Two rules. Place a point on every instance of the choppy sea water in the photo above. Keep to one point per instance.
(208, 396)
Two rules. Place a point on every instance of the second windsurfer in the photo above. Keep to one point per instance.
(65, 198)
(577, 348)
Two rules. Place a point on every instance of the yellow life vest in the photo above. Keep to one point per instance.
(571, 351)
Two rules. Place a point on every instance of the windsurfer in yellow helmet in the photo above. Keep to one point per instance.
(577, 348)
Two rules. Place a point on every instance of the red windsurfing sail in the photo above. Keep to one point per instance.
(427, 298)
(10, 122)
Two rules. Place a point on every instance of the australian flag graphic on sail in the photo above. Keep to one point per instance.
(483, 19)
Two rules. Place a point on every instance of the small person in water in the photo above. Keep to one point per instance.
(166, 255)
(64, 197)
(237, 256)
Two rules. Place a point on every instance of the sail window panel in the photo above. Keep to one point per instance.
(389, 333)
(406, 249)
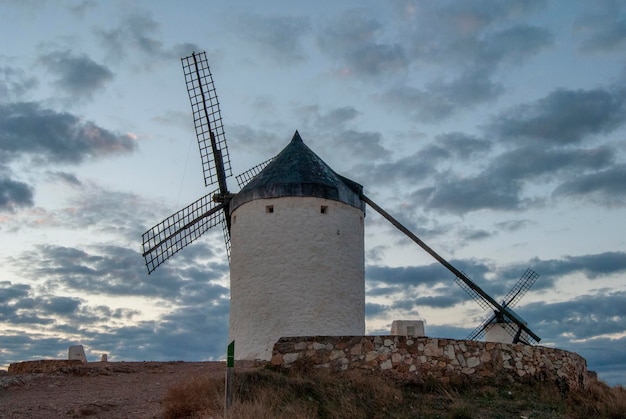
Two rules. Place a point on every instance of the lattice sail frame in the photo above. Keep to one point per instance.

§ **JOB**
Scale the entries above by copying every line, requests included, with each point coordinate in the answers multiplied by 2.55 and rounded to a whole number, halves rounded up. Leave the pictures out.

§ **EXPECTED ANSWER**
Two rules. Place a point on every instance of the choppy sea water in the photo above. Keep to one point per instance.
(530, 1010)
Two rules. Place a point on every instance of the second windsurfer in the photo above. Keep to one point per instance.
(166, 505)
(1471, 887)
Two rules. Place a point on every instance of the yellow life vest in the photo above. Keep to one point per instance.
(1456, 895)
Two rules. Place a point on every instance of the windsurfer in yellow helmet in the photo above. Keep to one point per instance.
(1471, 887)
Two rules. Place a point on every instance of the red windsurfing sail in the photo above. Keep to one point per instance.
(1089, 760)
(26, 311)
Two rules. Place a point on every instance of the australian flag graphic on sail in the photo above. Keep to one point per instance.
(1232, 48)
Two rules. Place a point on every instance of the small person in water in the photo above. Keep to one point per instance.
(423, 650)
(163, 502)
(604, 653)
Two rules. Place a point on every instance of the sail window panel in the photo above. Keep to one point per instance.
(992, 849)
(1035, 635)
Two rules. Place a point on every instance of the lattice sail frame in the photo above. Keep to one point per instance.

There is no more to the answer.